Inca Trail, 2007
Updated: Dec 28, 2022
Led by the inimitable Solay and Leon of United Mice Outfitters, my mom and I undertook the four day, three night, 26-mile trek to Machu Picchu. I didn't keep a journal, but here's one potentially amusing story:
When we arrived in Cuzco, I had a bad cold. The discerning diagnostician may have even called it the flu. And so my plan was just to hang out with my mom at the back of our group, taking it easy and not licking or sneezing on any people or shared equipment.
On the first day of our trek, our guides passed around some coca leaves. "Don't worry," they reassured us. "They are just a mild stimulant to help with the altitude, and are totally legal."
So I tucked a couple of coca leaves in my cheek as I huffed up the legendary "Inca steps" (tall blocks of granite) on Day 1.
By Day 2, I was feeling a lot better—so much better, in fact, that I felt like running the Inca Trail. At the time, I was doing triathlons, and so it wasn't altogether unreasonable that I could keep up a good pace. Yet I found myself actually trotting with two young British men at the front of our pack.
For three days, at altitudes of up to almost 13,900 feet, I ran up and down the Inca Steps. Like a baseball pitcher dipping snuff, I kept a pinch of chewed coca leaf in my jowl.

● Information given
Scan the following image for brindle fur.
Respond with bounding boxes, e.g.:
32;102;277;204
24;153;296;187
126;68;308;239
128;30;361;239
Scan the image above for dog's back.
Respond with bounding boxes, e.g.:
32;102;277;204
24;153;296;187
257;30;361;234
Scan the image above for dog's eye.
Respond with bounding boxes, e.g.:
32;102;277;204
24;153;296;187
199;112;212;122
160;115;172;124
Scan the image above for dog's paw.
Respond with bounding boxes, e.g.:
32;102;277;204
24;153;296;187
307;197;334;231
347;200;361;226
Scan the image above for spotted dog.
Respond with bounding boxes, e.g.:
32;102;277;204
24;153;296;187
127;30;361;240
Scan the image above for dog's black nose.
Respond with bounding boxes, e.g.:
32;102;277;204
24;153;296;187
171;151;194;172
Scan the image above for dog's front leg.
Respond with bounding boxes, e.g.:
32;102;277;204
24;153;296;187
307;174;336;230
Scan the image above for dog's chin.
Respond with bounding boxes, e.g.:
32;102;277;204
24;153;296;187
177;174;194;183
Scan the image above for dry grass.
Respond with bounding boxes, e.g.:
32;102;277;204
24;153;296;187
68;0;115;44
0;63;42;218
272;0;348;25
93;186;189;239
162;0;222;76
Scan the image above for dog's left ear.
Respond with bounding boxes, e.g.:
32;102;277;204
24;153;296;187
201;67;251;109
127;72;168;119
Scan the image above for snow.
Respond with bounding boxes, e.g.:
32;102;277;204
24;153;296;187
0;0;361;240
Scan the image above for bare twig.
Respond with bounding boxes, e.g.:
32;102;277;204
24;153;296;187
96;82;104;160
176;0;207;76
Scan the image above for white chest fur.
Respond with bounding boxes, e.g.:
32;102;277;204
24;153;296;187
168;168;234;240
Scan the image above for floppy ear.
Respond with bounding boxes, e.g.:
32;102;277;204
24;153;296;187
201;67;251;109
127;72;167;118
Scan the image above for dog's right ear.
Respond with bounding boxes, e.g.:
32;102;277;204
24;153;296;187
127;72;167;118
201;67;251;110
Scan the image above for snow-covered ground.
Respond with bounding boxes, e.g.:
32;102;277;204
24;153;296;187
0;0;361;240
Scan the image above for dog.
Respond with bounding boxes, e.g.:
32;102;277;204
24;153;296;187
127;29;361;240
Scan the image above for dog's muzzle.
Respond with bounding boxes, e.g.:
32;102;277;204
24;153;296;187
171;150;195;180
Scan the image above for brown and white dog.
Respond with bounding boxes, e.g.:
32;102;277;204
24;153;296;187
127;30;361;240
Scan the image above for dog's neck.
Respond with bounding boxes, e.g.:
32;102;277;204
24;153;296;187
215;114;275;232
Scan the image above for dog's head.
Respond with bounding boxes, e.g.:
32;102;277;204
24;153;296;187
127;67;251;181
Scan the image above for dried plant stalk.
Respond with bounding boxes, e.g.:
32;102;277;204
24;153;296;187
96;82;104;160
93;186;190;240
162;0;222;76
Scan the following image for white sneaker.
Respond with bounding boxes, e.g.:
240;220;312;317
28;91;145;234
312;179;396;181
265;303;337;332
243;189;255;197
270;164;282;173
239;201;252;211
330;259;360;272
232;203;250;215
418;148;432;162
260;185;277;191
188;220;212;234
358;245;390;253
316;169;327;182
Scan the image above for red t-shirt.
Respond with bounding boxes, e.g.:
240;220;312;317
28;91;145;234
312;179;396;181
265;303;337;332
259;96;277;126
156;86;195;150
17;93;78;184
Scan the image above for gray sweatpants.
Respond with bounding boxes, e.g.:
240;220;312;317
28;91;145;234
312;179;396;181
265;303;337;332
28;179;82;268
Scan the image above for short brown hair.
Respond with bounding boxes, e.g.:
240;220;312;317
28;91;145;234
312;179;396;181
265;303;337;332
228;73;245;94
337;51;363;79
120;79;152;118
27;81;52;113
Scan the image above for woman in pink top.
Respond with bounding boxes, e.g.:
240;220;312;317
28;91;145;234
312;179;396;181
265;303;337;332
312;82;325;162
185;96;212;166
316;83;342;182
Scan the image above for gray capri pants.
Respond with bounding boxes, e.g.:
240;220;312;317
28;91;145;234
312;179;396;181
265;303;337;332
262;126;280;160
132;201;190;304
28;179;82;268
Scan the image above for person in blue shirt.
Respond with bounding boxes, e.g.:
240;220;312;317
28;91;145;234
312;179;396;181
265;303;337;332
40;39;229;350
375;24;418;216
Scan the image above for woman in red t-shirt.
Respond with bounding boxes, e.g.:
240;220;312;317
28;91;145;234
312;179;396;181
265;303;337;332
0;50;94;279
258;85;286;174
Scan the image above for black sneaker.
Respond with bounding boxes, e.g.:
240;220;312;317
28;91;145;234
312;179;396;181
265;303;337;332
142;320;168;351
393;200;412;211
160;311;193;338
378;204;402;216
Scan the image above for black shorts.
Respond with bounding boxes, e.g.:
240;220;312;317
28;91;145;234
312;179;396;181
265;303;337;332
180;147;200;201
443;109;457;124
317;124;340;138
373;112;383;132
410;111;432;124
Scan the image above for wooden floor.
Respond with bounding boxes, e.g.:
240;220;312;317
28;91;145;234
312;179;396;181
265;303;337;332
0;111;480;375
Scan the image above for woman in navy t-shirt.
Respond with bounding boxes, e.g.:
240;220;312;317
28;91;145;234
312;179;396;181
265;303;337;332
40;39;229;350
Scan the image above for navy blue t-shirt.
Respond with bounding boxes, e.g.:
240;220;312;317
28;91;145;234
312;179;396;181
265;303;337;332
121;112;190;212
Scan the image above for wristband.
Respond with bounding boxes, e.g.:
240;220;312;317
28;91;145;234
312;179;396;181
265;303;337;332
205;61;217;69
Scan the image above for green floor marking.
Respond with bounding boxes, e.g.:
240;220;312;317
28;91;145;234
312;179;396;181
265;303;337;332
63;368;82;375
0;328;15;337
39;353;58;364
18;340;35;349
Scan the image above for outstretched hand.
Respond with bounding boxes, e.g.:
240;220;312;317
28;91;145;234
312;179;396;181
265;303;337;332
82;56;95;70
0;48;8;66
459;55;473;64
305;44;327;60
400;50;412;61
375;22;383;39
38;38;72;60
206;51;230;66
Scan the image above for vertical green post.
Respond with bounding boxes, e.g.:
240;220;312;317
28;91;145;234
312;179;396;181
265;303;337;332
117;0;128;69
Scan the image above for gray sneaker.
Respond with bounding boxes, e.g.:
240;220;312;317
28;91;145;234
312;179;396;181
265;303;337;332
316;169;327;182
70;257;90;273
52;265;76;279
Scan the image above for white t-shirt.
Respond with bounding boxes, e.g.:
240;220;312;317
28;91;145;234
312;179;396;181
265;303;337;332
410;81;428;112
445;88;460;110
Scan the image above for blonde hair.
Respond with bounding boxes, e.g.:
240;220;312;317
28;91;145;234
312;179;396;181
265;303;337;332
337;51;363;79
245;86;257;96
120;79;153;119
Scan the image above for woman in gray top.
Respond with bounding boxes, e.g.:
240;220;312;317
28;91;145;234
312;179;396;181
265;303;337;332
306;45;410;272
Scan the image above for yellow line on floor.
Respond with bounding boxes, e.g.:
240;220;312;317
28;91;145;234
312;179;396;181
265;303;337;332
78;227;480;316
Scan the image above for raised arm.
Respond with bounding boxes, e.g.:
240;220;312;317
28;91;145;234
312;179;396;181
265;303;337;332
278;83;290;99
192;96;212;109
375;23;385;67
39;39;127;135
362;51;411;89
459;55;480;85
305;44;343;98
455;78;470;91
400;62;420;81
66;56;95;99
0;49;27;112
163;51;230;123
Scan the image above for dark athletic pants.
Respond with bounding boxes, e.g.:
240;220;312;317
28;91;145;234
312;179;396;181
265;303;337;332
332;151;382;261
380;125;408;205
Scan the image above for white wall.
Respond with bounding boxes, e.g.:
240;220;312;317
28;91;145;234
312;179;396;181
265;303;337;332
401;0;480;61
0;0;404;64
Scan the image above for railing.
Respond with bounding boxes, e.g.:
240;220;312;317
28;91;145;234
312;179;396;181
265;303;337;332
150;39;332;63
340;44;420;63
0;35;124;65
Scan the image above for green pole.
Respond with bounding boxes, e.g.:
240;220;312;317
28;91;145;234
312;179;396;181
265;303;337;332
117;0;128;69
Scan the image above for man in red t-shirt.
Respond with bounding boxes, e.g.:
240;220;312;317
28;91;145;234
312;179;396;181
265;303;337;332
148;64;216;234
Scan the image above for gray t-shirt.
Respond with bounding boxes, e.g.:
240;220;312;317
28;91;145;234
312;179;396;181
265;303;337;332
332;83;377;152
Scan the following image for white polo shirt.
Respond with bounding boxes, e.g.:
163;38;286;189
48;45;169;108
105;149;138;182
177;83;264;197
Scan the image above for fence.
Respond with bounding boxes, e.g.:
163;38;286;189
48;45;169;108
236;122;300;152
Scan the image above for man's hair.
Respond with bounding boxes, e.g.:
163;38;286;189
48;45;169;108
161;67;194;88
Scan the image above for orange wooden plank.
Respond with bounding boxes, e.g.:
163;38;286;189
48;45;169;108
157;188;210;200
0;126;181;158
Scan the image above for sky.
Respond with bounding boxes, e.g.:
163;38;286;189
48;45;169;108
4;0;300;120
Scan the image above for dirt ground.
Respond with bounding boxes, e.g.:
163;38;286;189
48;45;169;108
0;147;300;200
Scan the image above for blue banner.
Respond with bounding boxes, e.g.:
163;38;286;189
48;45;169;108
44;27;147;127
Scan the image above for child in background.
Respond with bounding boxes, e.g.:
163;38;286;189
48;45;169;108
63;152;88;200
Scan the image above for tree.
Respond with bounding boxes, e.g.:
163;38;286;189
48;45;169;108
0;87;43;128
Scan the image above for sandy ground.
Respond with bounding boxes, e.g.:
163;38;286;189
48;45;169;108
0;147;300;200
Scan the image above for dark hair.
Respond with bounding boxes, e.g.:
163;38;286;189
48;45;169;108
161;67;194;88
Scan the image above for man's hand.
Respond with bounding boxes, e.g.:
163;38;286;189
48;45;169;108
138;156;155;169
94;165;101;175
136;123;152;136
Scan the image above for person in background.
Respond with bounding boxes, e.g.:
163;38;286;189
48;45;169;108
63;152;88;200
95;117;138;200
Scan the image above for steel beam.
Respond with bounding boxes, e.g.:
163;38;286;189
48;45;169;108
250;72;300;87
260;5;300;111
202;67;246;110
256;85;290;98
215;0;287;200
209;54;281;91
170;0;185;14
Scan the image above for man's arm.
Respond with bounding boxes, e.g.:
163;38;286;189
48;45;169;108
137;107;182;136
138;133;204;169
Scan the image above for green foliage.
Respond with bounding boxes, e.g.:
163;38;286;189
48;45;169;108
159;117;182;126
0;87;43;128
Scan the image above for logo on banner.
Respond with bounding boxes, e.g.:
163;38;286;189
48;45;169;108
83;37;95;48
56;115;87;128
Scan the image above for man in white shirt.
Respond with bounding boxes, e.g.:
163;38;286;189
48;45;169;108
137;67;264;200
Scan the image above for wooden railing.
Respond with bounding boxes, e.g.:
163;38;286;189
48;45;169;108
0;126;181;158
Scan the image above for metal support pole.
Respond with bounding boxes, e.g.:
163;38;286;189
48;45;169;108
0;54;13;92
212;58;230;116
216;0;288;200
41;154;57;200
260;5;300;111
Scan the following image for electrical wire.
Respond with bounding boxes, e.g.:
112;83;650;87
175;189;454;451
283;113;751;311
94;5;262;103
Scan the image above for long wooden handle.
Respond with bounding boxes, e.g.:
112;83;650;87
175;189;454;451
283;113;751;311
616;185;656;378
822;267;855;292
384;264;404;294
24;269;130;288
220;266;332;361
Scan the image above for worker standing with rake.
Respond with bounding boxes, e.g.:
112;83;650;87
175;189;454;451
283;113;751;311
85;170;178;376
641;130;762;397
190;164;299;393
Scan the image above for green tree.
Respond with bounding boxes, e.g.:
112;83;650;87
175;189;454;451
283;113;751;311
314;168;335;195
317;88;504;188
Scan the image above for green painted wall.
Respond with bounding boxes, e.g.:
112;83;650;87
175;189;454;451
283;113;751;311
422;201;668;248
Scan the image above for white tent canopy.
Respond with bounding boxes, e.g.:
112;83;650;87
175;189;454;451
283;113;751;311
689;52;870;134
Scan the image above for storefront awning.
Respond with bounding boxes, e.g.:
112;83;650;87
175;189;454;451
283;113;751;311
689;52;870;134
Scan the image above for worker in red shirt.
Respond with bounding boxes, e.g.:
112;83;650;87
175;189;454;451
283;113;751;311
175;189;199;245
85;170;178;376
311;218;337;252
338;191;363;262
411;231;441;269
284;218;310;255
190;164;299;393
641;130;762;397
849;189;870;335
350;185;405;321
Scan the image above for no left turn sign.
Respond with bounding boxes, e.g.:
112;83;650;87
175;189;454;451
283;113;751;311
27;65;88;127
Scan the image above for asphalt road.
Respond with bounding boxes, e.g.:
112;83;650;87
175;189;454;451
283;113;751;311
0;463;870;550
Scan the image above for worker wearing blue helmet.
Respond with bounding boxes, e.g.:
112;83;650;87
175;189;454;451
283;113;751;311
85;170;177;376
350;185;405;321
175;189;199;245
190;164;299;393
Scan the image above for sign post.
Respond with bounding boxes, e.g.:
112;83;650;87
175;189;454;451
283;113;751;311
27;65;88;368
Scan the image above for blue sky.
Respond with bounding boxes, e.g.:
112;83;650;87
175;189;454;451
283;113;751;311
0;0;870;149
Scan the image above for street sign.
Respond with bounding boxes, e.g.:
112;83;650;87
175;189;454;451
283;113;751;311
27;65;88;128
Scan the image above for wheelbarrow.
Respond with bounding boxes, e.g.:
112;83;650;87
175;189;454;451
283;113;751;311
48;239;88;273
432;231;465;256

● What to work on
**a.** Say whether each statement agrees with the Inca Trail account, and support each answer with the words of the account that decide it.
(i) The trek to Machu Picchu covered 26 miles.
(ii) The writer kept a journal during the trek.
(iii) The guides handed out coca leaves on the second day of the trek.
**b.** Pick up the Inca Trail account after its final sentence and continue it.

● Solved tasks
**a.**
(i) Yes: "the four day, three night, 26-mile trek to Machu Picchu"
(ii) No: "I didn't keep a journal"
(iii) No: "On the first day of our trek, our guides passed around some coca leaves."

**b.**
The Inca Trail, Sayaqmarka, Wiñay Wayna, and Machu Picchu were all magnificent, and you can find loads of pictures here and here. But as impressed as I was by the architectural achievements of the Inca Empire, I was also pretty stoked by my physical performance. Although I had started the trail at a virally impaired crawl, I wound up running most of the thing.
When we got back to Cuzco, though, I went straight to bed, and didn't wake up for 19 hours. "I guess I'm not completely over my cold," I thought between fever dreams and gulps of orange juice.
It's a testament to my naiveté that I didn't put the pieces together until years later: I ran most of the Inca Trail not because I was some stellar triathlete, but because I was high on coca leaves.
TL;DR: Idiot ate too many coca leaves and ran the Inca Trail while recovering from the flu.